◆ Prompt 1
Put every line of the pointing-task entries below into a numbered list, skipping blank lines, and leave the picture out of your answer.

◆ Page
════════
The point \(P\) on the curve \(y=x \tan \alpha\) \(-\frac{1}{2} \frac{x^{2}}{u^{2} \cos ^{2} \alpha}, \alpha \in\left(0, \frac{\pi}{2}\right)\) has a tangent parallel to y \(=x+5 .\) If the ordinate of \(P\) is \(\frac{u^{2}}{4}\) then \(\alpha=\) a) \(15^{\circ}\) (b) \(30^{\circ}\) c) \(45^{\circ}\) (d) \(60^{\circ}\)

Short Answer

Expert verified
The correct answer is (b) \(30^{\circ}\).

Step by step solution

01

Find the general equation of the tangent

Given the curve \(y = x\tan\alpha - \frac{1}{2}\frac{x^2}{u^2\cos^2\alpha}\), we have to find the equation of the tangent at a general point P on the curve. To do this, let's find the derivative of y with respect to x. \( \frac{dy}{dx} = \frac{d}{dx} \left(x\tan\alpha - \frac{1}{2}\frac{x^2}{u^2\cos^2\alpha}\right) \) Using the product rule and power rule, we get: \(\frac{dy}{dx} = \tan\alpha - \frac{x}{u^2\cos^2\alpha}\)
════════
◆ Supplied material
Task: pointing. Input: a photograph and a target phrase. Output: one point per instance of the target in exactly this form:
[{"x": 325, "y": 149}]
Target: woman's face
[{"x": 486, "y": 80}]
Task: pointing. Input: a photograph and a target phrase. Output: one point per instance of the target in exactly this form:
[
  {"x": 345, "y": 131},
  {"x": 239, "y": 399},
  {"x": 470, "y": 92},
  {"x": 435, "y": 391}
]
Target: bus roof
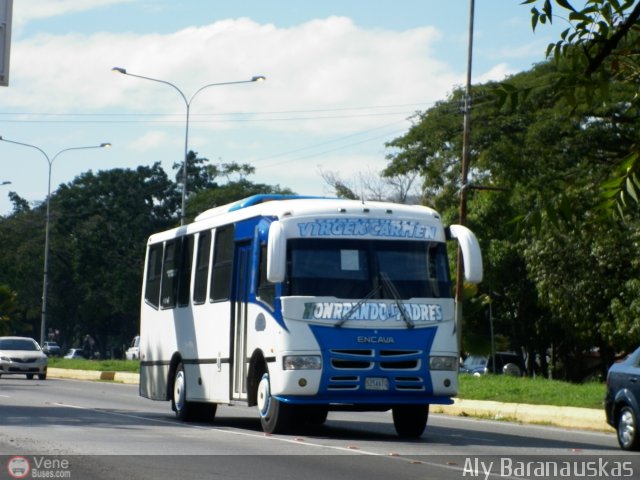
════════
◆ Prompt 2
In the tangent problem above, which line is the tangent at point P parallel to?

◆ Exercise solution 1
1. Task: pointing. Input: a photograph and a target phrase. Output: one point per instance of the target in exactly this form:
2. [{"x": 325, "y": 149}]
3. Target: woman's face
4. [{"x": 486, "y": 80}]
5. Task: pointing. Input: a photograph and a target phrase. Output: one point per instance of the target in exactly this form:
6. [
7.   {"x": 345, "y": 131},
8.   {"x": 239, "y": 399},
9.   {"x": 470, "y": 92},
10.   {"x": 435, "y": 391}
11. ]
12. Target: bus roof

◆ Exercise solution 2
The line y = x + 5.